Exercise ::
Your task is to print all of the material verbatim.

Raw data ::
※ ※ ※

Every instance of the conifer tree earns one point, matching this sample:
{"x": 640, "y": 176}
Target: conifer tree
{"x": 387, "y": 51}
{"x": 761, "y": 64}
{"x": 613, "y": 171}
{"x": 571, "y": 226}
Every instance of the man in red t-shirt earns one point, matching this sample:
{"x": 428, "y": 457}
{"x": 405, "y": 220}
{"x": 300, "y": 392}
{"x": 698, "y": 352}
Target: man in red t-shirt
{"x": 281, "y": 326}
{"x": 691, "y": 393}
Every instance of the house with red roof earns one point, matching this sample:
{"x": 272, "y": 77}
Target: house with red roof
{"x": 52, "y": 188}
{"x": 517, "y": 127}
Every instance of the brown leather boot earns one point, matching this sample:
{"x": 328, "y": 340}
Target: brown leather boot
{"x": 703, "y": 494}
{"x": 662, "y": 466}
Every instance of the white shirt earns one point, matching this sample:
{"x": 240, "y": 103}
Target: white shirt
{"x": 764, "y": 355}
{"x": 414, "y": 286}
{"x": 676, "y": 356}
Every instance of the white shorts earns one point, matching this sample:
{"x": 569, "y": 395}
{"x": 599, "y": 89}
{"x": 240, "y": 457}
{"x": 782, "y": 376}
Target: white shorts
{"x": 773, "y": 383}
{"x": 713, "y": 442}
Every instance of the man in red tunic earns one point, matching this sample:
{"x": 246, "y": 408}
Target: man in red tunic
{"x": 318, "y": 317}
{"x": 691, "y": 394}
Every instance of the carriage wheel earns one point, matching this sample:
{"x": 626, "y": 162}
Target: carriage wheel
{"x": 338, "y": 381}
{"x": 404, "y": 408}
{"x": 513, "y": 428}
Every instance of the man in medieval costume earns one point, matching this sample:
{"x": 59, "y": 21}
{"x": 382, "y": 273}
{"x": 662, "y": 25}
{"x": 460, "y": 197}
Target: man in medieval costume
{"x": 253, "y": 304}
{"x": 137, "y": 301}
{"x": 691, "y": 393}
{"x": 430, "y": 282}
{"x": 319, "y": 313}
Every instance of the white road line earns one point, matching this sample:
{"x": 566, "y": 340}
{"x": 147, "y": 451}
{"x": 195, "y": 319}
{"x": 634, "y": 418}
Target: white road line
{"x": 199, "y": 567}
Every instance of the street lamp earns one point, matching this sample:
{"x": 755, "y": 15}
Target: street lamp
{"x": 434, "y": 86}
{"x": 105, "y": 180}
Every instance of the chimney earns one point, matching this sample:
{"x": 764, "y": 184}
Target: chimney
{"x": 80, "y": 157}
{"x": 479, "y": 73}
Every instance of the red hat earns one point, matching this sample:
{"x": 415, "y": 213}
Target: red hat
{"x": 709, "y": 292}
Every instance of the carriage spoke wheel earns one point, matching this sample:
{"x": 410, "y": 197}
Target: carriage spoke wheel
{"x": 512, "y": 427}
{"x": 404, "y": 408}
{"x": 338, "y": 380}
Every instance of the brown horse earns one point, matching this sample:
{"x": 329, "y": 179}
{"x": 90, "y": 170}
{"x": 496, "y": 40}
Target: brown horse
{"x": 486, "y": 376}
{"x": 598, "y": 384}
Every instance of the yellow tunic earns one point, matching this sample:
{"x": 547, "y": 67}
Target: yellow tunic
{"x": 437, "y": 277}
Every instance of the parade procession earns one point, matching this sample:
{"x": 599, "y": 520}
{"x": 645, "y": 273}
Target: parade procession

※ ※ ※

Full output ::
Every instance of the conifer tree earns one point, matching this sample:
{"x": 640, "y": 176}
Target: conifer tree
{"x": 387, "y": 51}
{"x": 761, "y": 64}
{"x": 613, "y": 171}
{"x": 571, "y": 226}
Every instance of the man in red t-shirt earns one point, matching this sample:
{"x": 428, "y": 457}
{"x": 405, "y": 220}
{"x": 300, "y": 392}
{"x": 698, "y": 352}
Target: man in red t-shirt
{"x": 281, "y": 326}
{"x": 691, "y": 393}
Every instance of the house with red roof earns one point, matching this sample:
{"x": 272, "y": 77}
Target: house with red roof
{"x": 52, "y": 188}
{"x": 517, "y": 127}
Every instance of the brown leather boot earns one point, matching this sample:
{"x": 328, "y": 340}
Target: brown leather boot
{"x": 703, "y": 494}
{"x": 662, "y": 466}
Every instance of the white shirt earns one point, matching this sample:
{"x": 240, "y": 103}
Target: white shirt
{"x": 764, "y": 355}
{"x": 414, "y": 286}
{"x": 676, "y": 356}
Every instance of the white shorts earns one point, matching this sample:
{"x": 569, "y": 395}
{"x": 599, "y": 89}
{"x": 240, "y": 457}
{"x": 782, "y": 376}
Target: white shorts
{"x": 773, "y": 383}
{"x": 713, "y": 442}
Every instance of the man in red tunic earns one point, matching this sample:
{"x": 246, "y": 408}
Target: man in red tunic
{"x": 318, "y": 317}
{"x": 691, "y": 394}
Every instance of the carriage wheel earns one point, matching this sample:
{"x": 626, "y": 162}
Target: carriage wheel
{"x": 338, "y": 381}
{"x": 404, "y": 408}
{"x": 513, "y": 428}
Every instance of the man in medieval costume earns one point, matching this sample:
{"x": 59, "y": 21}
{"x": 382, "y": 273}
{"x": 662, "y": 25}
{"x": 460, "y": 197}
Target: man in medieval costume
{"x": 253, "y": 304}
{"x": 137, "y": 301}
{"x": 691, "y": 393}
{"x": 430, "y": 282}
{"x": 319, "y": 313}
Every instance of the white road line earns one point, matching this sample:
{"x": 566, "y": 340}
{"x": 147, "y": 451}
{"x": 195, "y": 319}
{"x": 634, "y": 418}
Target: white road line
{"x": 199, "y": 567}
Every instance of the street lamp earns one point, matching this sample:
{"x": 755, "y": 15}
Target: street lamp
{"x": 434, "y": 86}
{"x": 105, "y": 180}
Every instance of the chimney earns one point, matching this sample:
{"x": 764, "y": 184}
Target: chimney
{"x": 80, "y": 157}
{"x": 479, "y": 73}
Every instance of the red hat earns one point, matching this sample:
{"x": 415, "y": 213}
Target: red hat
{"x": 709, "y": 292}
Every instance of the carriage spoke wheel earns one point, matching this sample:
{"x": 410, "y": 197}
Target: carriage spoke wheel
{"x": 512, "y": 427}
{"x": 404, "y": 408}
{"x": 338, "y": 380}
Every instance of the brown horse earns one point, matching this sample:
{"x": 329, "y": 179}
{"x": 90, "y": 170}
{"x": 496, "y": 40}
Target: brown horse
{"x": 486, "y": 376}
{"x": 598, "y": 384}
Every instance of the yellow tunic earns one point, matching this sample:
{"x": 547, "y": 67}
Target: yellow tunic
{"x": 437, "y": 277}
Every instance of the parade procession earns one point, matching this sample:
{"x": 599, "y": 520}
{"x": 645, "y": 273}
Target: parade procession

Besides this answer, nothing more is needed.